_Task requirements_: Write out every line exactly, from the start of the records below to the line with "Target = plastic sheeting on ground", and stop there. Don't write out the pictures.

==*==

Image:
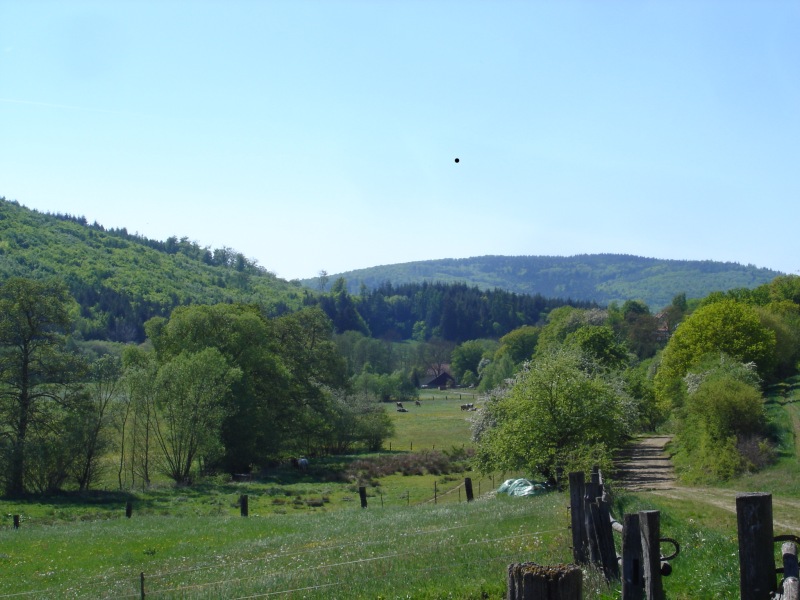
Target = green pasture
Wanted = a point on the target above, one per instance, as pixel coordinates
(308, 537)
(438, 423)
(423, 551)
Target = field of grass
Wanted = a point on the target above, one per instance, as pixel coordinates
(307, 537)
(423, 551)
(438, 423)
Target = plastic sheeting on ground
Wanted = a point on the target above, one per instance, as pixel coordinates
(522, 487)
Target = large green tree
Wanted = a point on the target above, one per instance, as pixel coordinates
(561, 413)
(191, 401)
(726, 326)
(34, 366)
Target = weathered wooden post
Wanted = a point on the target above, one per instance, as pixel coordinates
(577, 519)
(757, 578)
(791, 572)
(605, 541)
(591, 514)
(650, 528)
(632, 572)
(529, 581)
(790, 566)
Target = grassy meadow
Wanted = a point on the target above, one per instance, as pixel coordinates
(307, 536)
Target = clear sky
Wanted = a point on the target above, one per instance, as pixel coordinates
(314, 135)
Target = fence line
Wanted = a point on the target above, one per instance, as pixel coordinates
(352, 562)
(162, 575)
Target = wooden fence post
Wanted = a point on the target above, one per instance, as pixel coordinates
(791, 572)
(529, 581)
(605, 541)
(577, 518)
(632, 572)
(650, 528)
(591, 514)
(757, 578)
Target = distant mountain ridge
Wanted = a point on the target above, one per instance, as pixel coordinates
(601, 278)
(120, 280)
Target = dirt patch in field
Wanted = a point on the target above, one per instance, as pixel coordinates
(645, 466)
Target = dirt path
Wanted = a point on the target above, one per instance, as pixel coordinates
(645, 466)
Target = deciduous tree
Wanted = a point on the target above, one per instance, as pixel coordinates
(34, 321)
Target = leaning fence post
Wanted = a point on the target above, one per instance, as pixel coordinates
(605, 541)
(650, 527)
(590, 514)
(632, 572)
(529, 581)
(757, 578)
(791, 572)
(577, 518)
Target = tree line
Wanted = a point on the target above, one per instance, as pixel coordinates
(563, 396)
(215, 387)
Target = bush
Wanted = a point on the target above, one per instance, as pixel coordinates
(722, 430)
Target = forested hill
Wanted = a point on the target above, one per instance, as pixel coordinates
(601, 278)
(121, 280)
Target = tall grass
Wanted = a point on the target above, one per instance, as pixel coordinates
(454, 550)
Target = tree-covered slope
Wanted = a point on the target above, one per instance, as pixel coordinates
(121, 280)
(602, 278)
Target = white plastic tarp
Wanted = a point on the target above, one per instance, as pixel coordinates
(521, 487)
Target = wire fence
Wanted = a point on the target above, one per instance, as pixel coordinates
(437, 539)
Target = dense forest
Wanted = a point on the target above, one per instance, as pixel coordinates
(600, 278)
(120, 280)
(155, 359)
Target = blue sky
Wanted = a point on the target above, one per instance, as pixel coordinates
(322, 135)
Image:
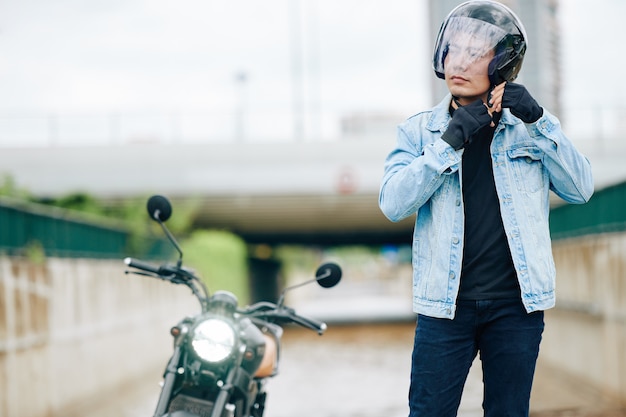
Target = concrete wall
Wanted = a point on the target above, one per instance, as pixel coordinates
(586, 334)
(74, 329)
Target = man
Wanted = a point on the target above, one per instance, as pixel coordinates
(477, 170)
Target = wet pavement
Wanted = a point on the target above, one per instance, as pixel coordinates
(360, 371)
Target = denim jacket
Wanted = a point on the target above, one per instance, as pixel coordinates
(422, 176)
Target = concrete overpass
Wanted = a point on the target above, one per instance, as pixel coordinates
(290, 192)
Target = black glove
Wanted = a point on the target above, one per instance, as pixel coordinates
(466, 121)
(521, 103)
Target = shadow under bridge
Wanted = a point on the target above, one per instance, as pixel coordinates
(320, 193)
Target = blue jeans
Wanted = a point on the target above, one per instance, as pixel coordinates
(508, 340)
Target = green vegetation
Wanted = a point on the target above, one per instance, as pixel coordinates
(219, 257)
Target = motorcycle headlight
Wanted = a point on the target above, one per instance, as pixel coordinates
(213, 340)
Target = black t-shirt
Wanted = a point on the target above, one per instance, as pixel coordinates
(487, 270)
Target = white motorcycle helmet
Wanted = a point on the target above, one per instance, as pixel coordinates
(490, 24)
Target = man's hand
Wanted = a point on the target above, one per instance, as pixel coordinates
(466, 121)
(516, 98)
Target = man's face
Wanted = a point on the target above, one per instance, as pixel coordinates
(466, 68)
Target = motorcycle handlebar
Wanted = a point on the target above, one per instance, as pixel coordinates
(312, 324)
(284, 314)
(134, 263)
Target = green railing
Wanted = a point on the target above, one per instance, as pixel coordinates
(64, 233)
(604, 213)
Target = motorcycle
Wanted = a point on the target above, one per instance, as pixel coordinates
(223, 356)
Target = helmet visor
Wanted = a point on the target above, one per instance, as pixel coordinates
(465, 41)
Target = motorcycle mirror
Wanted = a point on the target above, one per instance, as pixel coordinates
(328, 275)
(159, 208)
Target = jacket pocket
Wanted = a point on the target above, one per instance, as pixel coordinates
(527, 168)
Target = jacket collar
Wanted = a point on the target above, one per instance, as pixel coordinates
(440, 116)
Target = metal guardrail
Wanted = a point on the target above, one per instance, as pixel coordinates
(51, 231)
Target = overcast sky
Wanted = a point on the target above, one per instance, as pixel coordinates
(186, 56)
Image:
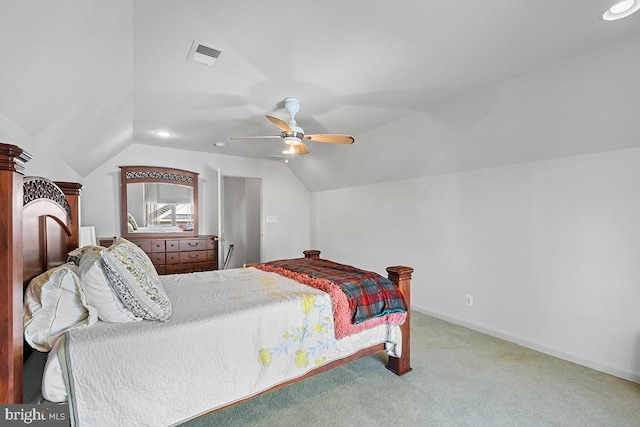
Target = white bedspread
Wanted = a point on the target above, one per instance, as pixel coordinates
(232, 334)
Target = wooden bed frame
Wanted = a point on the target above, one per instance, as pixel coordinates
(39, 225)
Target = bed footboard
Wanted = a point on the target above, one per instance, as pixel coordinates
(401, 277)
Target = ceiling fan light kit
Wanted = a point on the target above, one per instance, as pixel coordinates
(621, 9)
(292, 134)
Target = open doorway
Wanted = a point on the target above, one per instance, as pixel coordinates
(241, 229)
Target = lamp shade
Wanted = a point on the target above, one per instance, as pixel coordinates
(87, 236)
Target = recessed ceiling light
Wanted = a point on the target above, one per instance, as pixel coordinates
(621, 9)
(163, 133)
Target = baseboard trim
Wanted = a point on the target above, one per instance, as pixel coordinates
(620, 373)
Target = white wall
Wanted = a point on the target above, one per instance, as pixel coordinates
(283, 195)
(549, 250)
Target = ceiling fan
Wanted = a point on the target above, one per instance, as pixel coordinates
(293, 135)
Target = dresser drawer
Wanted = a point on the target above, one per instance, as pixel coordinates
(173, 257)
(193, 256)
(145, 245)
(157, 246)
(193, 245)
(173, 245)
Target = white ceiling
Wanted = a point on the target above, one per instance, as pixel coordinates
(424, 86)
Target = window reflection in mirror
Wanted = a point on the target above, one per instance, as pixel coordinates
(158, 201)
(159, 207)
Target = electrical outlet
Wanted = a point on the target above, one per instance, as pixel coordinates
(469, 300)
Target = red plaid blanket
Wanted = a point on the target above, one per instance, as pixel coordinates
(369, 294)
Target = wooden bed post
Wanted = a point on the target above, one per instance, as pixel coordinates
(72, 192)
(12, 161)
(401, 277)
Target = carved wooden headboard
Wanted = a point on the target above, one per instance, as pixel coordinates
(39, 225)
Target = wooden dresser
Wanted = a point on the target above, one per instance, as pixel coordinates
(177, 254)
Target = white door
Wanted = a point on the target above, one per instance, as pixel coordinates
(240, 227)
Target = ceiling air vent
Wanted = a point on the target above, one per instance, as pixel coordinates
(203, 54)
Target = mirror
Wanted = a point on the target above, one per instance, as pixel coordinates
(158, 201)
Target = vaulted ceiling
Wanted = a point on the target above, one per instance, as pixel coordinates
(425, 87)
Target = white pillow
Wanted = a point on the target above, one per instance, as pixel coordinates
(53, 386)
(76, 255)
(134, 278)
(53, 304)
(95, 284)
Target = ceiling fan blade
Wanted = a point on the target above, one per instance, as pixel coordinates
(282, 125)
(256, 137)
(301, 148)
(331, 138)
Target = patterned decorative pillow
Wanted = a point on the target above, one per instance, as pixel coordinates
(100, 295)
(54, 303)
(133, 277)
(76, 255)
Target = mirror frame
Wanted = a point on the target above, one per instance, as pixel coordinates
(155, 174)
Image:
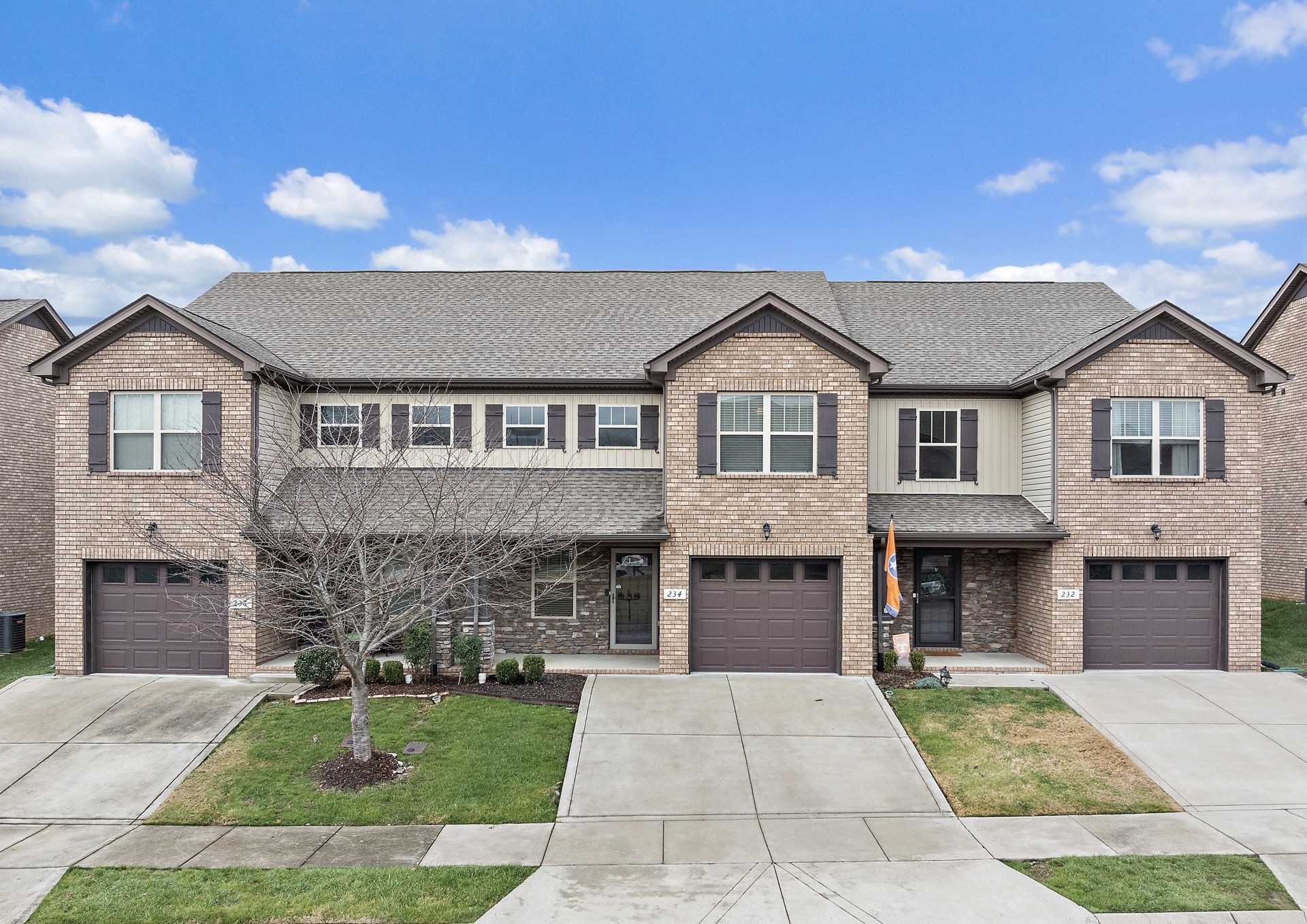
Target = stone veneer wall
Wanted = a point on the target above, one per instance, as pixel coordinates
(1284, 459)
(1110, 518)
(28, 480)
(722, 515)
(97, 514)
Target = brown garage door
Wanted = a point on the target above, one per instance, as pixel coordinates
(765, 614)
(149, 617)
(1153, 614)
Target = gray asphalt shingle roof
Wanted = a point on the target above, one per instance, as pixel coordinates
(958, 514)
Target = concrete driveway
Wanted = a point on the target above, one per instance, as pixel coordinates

==*==

_Reply to the task_:
Image:
Target = green pasture
Wanted = a point on the target above, one per instance, as pixel coordinates
(308, 537)
(438, 423)
(423, 551)
Target = field of grass
Wanted = a point on the target above, one per instance, as pixel coordinates
(307, 537)
(423, 551)
(438, 423)
Target = plastic sheeting on ground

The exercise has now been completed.